* 抜粋本文:
══════
山本さんは多摩美術大学在学中に第17回グラフィックアート『ひとつぼ展』(2001年)に入選しました。大学卒業後、メーカー・デザイン部勤務を経て、2004年MARVINを設立し、現在広告やCI、パッケージデザインなどを手掛けています。また、デザイン教育にも強い関心を持ち、2009年から美術大学専門予備校「渋谷美術学院」の講師を務めています。デザインの道に進んだきっかけから独立に至るまで、そして今回の展示作品についてのお話を伺いました。

ファッションからグラフィックデザインへ
中学生の頃から服が好きで、高校生になって進学を考えた時も、ファションに関わることを学びたいと思ってました。でも新宿の百貨店でヨウジヤマモトのポスターを見て、衝撃を受けたんです。こういうファッションとの関わり方もあるのかって。予備校の友人の持っていた『デザインの現場』に、そのポスターを創った澤田泰廣さんが紹介されていて、グラフィックデザイナーという職業を知りました。澤田さんは多摩美術大学の先生をしていたので、もうそこに行くしかないと決めて入りました。 大学で澤田さんに会っても、憧れの存在というよりは、敵対心しかなかったです。超えてみせるという気持ちでした(笑)。3年生の時に澤田さんのゼミに入りました。課題が出ると、普通は創っている過程を見せるものですが、僕は「創っている途中は見せたくない、講評の時に一番いいものを出します」と跳ね返る生徒でした。でも講評の時にちゃんと一番をもらいました(笑)。卒業制作はB1サイズ程度で最低8枚の作品提出が課題でしたが、僕は32枚創ったんです。もっと創ろうかと思っていましたが澤田さんに止められました。(笑)
══════
* データ部分:
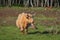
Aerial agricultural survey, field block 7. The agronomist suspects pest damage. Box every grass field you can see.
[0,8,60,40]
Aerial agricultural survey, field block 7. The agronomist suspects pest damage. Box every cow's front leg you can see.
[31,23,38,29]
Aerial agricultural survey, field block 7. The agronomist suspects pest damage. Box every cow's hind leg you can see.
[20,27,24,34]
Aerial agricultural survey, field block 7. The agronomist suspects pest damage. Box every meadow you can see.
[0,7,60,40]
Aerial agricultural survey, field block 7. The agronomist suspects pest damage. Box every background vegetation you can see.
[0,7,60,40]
══════
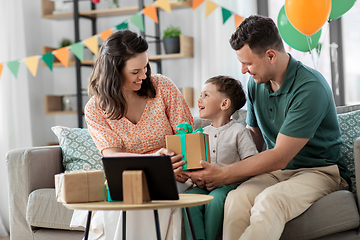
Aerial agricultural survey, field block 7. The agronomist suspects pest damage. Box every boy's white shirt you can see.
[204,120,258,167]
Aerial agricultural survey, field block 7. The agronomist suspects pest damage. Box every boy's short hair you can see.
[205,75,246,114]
══════
* あなたの課題:
1 > 本文によると、山本さんは卒業制作で作品を何枚創りましたか。
2 > 本文のうち、「ファッションからグラフィックデザインへ」から始まり「さんに止められました。(笑)」までの部分を一字一句違えずに引用してください。
エントリはこの作業とは関係ありません。

* 回答:
1 > 山本さんは卒業制作で32枚の作品を創りました。

2 >
ファッションからグラフィックデザインへ
中学生の頃から服が好きで、高校生になって進学を考えた時も、ファションに関わることを学びたいと思ってました。でも新宿の百貨店でヨウジヤマモトのポスターを見て、衝撃を受けたんです。こういうファッションとの関わり方もあるのかって。予備校の友人の持っていた『デザインの現場』に、そのポスターを創った澤田泰廣さんが紹介されていて、グラフィックデザイナーという職業を知りました。澤田さんは多摩美術大学の先生をしていたので、もうそこに行くしかないと決めて入りました。 大学で澤田さんに会っても、憧れの存在というよりは、敵対心しかなかったです。超えてみせるという気持ちでした(笑)。3年生の時に澤田さんのゼミに入りました。課題が出ると、普通は創っている過程を見せるものですが、僕は「創っている途中は見せたくない、講評の時に一番いいものを出します」と跳ね返る生徒でした。でも講評の時にちゃんと一番をもらいました(笑)。卒業制作はB1サイズ程度で最低8枚の作品提出が課題でしたが、僕は32枚創ったんです。もっと創ろうかと思っていましたが澤田さんに止められました。(笑)